Below, copy everything from the line containing "Mark each instance of the red flowering" down to the line containing "x=316 y=271", substituting "shrub" for each "bush" and changing nothing else.

________________________________________

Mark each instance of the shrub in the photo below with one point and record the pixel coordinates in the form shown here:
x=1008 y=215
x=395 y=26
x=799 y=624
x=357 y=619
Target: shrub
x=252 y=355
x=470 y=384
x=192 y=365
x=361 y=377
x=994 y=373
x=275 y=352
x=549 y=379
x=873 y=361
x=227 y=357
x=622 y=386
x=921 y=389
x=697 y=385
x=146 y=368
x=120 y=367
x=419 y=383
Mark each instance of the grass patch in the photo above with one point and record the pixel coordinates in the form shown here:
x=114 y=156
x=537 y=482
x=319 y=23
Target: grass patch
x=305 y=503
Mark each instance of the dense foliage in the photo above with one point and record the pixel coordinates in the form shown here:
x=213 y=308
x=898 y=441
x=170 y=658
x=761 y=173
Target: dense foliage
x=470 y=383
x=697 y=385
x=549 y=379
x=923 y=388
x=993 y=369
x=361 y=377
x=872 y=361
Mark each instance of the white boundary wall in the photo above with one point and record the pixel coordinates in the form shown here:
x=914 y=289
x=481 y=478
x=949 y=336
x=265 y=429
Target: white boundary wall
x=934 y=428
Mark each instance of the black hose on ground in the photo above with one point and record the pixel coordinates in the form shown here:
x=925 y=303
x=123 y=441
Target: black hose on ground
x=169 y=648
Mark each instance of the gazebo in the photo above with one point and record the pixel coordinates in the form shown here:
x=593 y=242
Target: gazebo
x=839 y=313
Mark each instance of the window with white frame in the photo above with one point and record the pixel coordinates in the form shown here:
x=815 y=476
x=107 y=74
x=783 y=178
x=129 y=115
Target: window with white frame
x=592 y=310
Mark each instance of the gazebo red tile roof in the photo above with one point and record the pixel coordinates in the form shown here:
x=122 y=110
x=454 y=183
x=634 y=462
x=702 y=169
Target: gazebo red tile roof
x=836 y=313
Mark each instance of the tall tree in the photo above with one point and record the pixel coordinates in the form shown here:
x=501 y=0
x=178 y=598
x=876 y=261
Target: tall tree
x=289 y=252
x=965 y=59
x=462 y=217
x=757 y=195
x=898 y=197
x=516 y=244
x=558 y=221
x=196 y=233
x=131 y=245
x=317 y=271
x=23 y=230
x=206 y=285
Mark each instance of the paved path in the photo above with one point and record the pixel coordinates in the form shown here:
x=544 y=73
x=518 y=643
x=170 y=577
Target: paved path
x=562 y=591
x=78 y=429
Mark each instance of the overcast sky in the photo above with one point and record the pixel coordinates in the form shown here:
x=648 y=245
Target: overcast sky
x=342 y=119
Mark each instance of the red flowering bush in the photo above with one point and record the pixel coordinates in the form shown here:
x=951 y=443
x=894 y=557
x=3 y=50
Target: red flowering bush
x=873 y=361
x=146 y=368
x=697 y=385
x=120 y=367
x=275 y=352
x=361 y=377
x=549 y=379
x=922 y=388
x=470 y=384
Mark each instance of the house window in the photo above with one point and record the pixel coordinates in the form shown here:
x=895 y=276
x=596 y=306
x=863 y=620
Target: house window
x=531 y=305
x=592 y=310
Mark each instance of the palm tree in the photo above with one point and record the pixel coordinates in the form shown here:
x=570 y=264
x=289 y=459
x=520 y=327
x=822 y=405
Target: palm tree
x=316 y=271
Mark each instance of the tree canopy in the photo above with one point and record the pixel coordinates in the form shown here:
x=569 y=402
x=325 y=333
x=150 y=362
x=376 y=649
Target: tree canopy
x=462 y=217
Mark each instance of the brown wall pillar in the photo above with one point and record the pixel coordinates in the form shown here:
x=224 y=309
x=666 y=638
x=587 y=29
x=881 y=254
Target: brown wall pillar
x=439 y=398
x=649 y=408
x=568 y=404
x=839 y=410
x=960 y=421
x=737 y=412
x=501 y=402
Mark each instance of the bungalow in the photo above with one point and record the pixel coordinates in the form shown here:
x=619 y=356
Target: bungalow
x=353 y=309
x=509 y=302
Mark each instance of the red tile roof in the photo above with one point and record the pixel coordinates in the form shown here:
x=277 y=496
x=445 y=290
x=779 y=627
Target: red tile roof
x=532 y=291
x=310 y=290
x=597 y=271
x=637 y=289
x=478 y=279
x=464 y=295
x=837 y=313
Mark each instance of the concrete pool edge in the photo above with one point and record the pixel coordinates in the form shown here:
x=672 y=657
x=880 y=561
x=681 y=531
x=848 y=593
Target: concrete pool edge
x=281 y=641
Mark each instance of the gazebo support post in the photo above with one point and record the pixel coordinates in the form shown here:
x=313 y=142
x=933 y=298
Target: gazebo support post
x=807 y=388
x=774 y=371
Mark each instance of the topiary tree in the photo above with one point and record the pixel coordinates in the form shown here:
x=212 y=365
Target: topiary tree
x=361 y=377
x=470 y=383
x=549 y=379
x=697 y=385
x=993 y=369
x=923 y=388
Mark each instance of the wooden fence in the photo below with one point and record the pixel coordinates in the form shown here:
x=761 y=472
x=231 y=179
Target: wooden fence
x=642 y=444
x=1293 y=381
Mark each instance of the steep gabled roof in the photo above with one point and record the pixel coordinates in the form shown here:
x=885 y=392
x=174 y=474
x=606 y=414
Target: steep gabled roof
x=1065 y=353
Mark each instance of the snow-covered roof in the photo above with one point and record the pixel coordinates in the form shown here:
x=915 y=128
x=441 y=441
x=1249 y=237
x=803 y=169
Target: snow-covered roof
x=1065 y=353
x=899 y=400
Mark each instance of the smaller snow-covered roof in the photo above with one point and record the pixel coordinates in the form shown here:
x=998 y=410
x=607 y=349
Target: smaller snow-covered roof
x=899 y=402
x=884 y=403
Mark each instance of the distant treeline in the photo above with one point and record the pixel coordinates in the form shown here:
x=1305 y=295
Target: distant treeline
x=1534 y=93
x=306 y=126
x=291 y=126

________________________________________

• _WRITTEN REPLY_:
Mark each instance of the red flowering shrub in the photo above with one point and record the pixel coordinates in the form shown here:
x=951 y=443
x=894 y=557
x=3 y=50
Target: red flowering shrub
x=873 y=361
x=146 y=368
x=697 y=385
x=120 y=367
x=275 y=352
x=361 y=377
x=549 y=379
x=922 y=388
x=470 y=384
Mark each instance of the house window in the photo above with one point and record the pixel coordinates in the form shown here:
x=895 y=276
x=596 y=306
x=863 y=620
Target: house window
x=531 y=305
x=592 y=310
Mark each instance of the palm tree in the photo above with one point and record the pixel coordinates in the form shown here:
x=570 y=264
x=289 y=459
x=520 y=327
x=822 y=405
Target: palm tree
x=316 y=271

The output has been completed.